**Exercise passage**
The bond between pet and owner is truly unique, and should be honoured in any situation.

The Blue House, Reuben & Wrecker

“I’ve had him since he was five weeks and he’s turning three this year. I didn’t know what to call him and then I found him chewing up everything so I called him Wrecker. He’s my best friend. He frets when I’m not around and I do too. Wherever I go I’ll take him with me, share my food with him, everything. He’s so placid and good with children.”

 

       Reuben and Wrecker   Reuben and Wrecker 2

This is Reuben and Wrecker. We had the pleasure of meeting Reuben and Wrecker at The Blue House in Parramatta. Reuben was once living rough on the streets along with Wrecker before The Blue House took them in and helped them get back on their feet. Community Medic took occupation of The Blue House and have transformed it into a safe place for homeless rough sleepers to find support. The Blue House is still working to build an official office, but their doors and services remain open nonetheless. It is a 24-hour information and services premises for people who are homeless. The homeless are welcome at any time to shower, wash and dry their clothes, get emergency bedding, accommodation and support in whatever way needed. Blue House even provides computers with internet access. The best part is that they welcome companion animals, meaning that absolutely everyone is welcome. The Blue House is an incredible place that helps rough sleepers transform their lives. The amazing sense of community often means the people who come through Blue House become family. Community Medic is now looking to open more premises around Australia. We encourage you to learn more about this great organisation at http://www.communitymedic.org.au/

Wrecker

 

 

Zorro & Jolie

“This is Zorro and Jolie. They’re mother and son. I won’t go anywhere without them.”

Zorro and Jolie

Zorro and Jolie

Zorro and Jolie adore their owner and it was amazing to see them interact and see their unique bond. Luckily for these two dogs, they have found a place to stay in housing commission accommodation. However, it’s not easy to find and many still struggle out on the streets with their animal companions.

Sam & Ty

“I’ve had Ty since he was 2 weeks old and he’s 2 years now. I got him from the pound. I’ve had plenty of opportunities to enter a shelter or home but none of them will take in Ty as well, so I said no. Wherever I go, he goes.”

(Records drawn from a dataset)
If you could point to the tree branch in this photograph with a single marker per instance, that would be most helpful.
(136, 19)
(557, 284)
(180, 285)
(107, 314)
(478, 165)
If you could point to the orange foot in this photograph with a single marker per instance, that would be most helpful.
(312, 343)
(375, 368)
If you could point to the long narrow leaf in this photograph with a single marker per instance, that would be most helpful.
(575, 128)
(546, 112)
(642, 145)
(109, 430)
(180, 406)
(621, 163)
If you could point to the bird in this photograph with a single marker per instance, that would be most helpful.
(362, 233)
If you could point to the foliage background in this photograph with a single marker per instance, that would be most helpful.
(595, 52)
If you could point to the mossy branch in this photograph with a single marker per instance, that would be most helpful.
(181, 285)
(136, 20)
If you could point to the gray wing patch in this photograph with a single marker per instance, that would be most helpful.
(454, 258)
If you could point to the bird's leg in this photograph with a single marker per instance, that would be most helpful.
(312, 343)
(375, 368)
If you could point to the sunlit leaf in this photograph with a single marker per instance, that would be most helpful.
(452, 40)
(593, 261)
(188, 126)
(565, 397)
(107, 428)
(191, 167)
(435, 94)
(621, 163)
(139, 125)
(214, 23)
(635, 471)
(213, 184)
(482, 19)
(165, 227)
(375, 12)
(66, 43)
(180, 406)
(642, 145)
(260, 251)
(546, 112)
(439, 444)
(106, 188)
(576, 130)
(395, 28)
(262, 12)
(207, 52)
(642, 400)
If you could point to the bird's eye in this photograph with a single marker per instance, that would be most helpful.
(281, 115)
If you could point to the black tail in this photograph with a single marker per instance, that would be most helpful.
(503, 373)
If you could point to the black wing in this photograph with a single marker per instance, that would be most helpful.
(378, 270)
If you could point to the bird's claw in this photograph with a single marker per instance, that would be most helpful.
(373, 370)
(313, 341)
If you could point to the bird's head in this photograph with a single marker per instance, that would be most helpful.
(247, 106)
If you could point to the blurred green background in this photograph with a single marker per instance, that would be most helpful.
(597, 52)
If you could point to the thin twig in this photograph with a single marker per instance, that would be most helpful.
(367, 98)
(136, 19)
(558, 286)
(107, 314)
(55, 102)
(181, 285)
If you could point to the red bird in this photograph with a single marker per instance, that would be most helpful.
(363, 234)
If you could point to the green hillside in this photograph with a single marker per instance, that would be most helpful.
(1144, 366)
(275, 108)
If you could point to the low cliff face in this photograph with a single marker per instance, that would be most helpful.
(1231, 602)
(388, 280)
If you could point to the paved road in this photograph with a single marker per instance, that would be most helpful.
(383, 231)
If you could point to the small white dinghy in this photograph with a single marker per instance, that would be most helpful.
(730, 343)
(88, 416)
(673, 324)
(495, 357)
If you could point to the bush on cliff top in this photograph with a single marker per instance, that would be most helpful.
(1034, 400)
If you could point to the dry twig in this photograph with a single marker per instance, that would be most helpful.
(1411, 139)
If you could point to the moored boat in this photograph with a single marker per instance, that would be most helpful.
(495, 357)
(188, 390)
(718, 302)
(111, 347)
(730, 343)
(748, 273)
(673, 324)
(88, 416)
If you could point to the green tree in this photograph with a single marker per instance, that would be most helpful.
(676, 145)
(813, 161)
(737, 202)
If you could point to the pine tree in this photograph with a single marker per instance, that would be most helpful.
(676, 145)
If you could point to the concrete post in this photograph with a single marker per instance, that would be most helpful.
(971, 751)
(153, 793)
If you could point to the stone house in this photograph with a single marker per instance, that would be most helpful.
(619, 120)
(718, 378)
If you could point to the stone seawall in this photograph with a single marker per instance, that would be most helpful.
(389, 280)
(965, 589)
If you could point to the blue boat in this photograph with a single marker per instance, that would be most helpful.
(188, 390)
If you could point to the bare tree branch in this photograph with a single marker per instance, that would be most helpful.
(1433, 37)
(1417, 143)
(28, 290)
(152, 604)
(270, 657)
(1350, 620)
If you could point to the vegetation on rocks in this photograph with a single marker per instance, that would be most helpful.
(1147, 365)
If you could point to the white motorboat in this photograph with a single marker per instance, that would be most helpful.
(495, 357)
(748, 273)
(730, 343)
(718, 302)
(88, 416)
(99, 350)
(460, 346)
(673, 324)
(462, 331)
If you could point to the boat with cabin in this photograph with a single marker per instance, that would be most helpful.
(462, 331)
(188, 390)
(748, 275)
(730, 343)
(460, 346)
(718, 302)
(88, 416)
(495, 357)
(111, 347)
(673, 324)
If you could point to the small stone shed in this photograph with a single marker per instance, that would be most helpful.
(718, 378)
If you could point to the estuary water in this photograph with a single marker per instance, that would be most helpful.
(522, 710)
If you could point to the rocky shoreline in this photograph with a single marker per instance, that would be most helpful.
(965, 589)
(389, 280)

**Using the information**
a) According to the text on homeless owners and their pets, where did the writers meet Reuben and Wrecker?
b) Rewrite the portion of the text on homeless owners and their pets that begins at the words "Zorro and Jolie adore" and stops after "their animal companions.", switching "housing commission accommodation" to "public housing".
c) Resume the text on homeless owners and their pets from its final sentence.

**Task answers**
a) At The Blue House in Parramatta.

b)
Zorro and Jolie adore their owner and it was amazing to see them interact and see their unique bond. Luckily for these two dogs, they have found a place to stay in public housing. However, it’s not easy to find and many still struggle out on the streets with their animal companions.

c)
Sam and Tye

Sam and Tye

We came across Sam and Ty outside Woolworths in Town Hall. Sam has nothing but love and care for his dog and would rather stay out on the streets than be separated from Ty – another example of the unique bond between pet and owner.

People and Pets in Times of Hardship

domestic-violence-help

Crisis can come in many forms. It can be financial or emotional, health or drug related, involve domestic violence and even natural disaster. However, comfort and sanctuary comes in many forms too, and for people in crisis, pets provide unconditional and unwavering support.

Pets are an important member of any family and the broader issue of finding refuge and shelter for both human and animal together effects much more than just the homelessness sector. There is a clear need to shift attitudes to honour the bond between pet and owner, regardless of the situation. The value of sustaining such a relationship is powerful – it provides security, therapeutic benefits and is a standing symbol of hope when all seems lost. And because of this, the importance of pets in times of hardship should never be underestimated.

Fortunately, there are few but still amazing organisations that make the effort to keep people and pets together. The Pets in Peril program by Animal Aid in Victoria to assist families experiencing domestic violence. In an ideal world, refuges would accommodate for the entire family (animals included), but sadly this is not always possible and Pets in Peril has been decided to care for beloved animal companions. Similarly, Safe Beds for Pets by the RSPCA supports families in domestic violence situations. This means families can leave dangerous situations and take the time to make arrangements for the future without fearing for the safety of their pets.

The demand for these kind of outreach services is increasing and while it is reassuring to know that services exist, we are still on our way to create a systematic solution that provides for both animal and human.